RECORDS FOR THE EXERCISE: Begin
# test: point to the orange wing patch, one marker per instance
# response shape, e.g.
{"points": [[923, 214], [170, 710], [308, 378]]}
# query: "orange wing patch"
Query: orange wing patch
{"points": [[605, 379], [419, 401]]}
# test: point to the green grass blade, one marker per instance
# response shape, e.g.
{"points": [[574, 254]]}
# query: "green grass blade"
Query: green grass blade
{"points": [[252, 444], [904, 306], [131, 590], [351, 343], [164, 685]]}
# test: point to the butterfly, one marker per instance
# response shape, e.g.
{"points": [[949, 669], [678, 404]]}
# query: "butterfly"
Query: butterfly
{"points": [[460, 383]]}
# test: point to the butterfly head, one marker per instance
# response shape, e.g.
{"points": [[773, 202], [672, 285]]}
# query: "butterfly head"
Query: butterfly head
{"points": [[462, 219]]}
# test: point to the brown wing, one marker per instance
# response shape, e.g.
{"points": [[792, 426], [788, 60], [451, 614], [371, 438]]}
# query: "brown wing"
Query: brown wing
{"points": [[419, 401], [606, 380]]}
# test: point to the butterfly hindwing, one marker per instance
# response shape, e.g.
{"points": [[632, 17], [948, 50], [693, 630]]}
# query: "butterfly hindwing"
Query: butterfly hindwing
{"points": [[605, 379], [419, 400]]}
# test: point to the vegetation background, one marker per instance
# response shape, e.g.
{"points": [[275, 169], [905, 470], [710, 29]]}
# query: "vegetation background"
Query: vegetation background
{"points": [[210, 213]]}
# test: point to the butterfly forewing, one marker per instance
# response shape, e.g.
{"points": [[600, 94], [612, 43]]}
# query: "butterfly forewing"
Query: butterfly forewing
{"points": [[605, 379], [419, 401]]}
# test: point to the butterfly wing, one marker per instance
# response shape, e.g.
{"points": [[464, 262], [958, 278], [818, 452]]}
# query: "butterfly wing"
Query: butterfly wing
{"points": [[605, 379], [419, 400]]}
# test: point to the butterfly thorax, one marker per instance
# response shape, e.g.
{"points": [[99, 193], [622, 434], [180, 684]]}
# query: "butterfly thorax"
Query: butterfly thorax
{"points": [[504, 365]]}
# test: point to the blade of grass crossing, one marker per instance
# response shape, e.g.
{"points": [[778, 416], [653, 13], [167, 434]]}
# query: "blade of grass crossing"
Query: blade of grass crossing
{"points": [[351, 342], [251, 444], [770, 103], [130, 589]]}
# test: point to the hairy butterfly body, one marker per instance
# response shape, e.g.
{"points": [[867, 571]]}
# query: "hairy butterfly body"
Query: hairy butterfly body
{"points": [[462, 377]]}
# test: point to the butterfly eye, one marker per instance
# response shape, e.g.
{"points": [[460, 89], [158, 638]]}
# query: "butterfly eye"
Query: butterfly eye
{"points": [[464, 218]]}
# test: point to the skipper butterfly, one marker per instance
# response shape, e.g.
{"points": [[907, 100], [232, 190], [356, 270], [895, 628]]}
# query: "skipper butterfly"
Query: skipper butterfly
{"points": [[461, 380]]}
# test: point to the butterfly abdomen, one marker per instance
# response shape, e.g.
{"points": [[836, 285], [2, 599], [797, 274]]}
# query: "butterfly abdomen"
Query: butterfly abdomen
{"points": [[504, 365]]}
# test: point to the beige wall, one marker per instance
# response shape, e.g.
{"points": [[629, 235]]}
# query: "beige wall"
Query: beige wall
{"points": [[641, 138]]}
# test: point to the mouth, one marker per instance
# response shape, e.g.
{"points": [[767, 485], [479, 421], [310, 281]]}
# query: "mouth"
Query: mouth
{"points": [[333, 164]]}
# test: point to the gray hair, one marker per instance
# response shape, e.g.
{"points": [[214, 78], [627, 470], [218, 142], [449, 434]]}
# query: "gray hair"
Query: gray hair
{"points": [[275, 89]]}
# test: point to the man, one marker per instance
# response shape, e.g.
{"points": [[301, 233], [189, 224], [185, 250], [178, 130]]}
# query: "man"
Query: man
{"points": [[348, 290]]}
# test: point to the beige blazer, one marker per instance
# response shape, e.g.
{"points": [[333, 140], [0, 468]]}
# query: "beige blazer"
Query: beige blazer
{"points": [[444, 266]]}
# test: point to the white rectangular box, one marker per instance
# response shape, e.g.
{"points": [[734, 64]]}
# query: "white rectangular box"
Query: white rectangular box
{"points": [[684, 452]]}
RECORDS FOR THE EXERCISE: End
Could you retype exactly the lines from the one containing "Query: blade of grass crossing" through the final line of the data above, and no others?

Query: blade of grass crossing
{"points": [[351, 342], [251, 444], [770, 103], [130, 589]]}
# test: point to the hairy butterfly body, one marker per instance
# response shape, e.g.
{"points": [[867, 571]]}
# query: "hairy butterfly body"
Query: hairy butterfly body
{"points": [[462, 377]]}
# test: point to the butterfly eye, one marker per instance
# response shape, e.g.
{"points": [[460, 89], [158, 638]]}
# query: "butterfly eye"
Query: butterfly eye
{"points": [[464, 218]]}
# test: point to the skipper butterfly, one marker per instance
# response shape, e.g.
{"points": [[907, 100], [232, 190], [356, 270], [895, 628]]}
# query: "skipper butterfly"
Query: skipper butterfly
{"points": [[461, 380]]}
# test: point to the butterfly abdomen, one marker per instance
# response shape, e.g.
{"points": [[836, 285], [2, 599], [797, 274]]}
# query: "butterfly abdomen"
Query: butterfly abdomen
{"points": [[504, 365]]}
# test: point to the beige wall, one marker per instance
# response shape, e.g.
{"points": [[629, 235]]}
# query: "beige wall"
Query: beige wall
{"points": [[641, 138]]}
# test: point to the mouth, one marker per instance
# response shape, e.g.
{"points": [[767, 485], [479, 421], [310, 281]]}
# query: "mouth"
Query: mouth
{"points": [[333, 164]]}
# test: point to the gray hair, one marker per instance
# response shape, e.g.
{"points": [[214, 78], [627, 470], [218, 142], [449, 434]]}
# query: "gray hair"
Query: gray hair
{"points": [[275, 89]]}
# test: point to the man, one marker per instance
# response shape, e.g.
{"points": [[301, 233], [189, 224], [185, 250], [178, 130]]}
# query: "man"
Query: man
{"points": [[348, 290]]}
# test: point to the beige blazer, one marker per instance
# response shape, e.g.
{"points": [[333, 140], [0, 468]]}
# query: "beige blazer"
Query: beige blazer
{"points": [[444, 266]]}
# test: point to the white rectangular box, one marker per instance
# response shape, e.g.
{"points": [[734, 64]]}
# query: "white rectangular box"
Query: white rectangular box
{"points": [[684, 452]]}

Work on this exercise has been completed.